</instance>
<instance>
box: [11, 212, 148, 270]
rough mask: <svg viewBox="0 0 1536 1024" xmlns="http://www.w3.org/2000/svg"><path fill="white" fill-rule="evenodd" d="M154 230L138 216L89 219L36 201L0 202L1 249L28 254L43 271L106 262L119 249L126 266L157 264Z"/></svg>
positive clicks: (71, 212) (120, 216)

· · ·

Task to carry out -> Copy all of the data exactly. Skip nothing.

Answer to this exercise ->
</instance>
<instance>
box: [11, 212, 148, 270]
rough mask: <svg viewBox="0 0 1536 1024" xmlns="http://www.w3.org/2000/svg"><path fill="white" fill-rule="evenodd" d="M154 230L138 216L89 219L36 201L0 202L1 249L28 254L43 271L106 262L119 249L126 266L157 264Z"/></svg>
positive clicks: (71, 212) (120, 216)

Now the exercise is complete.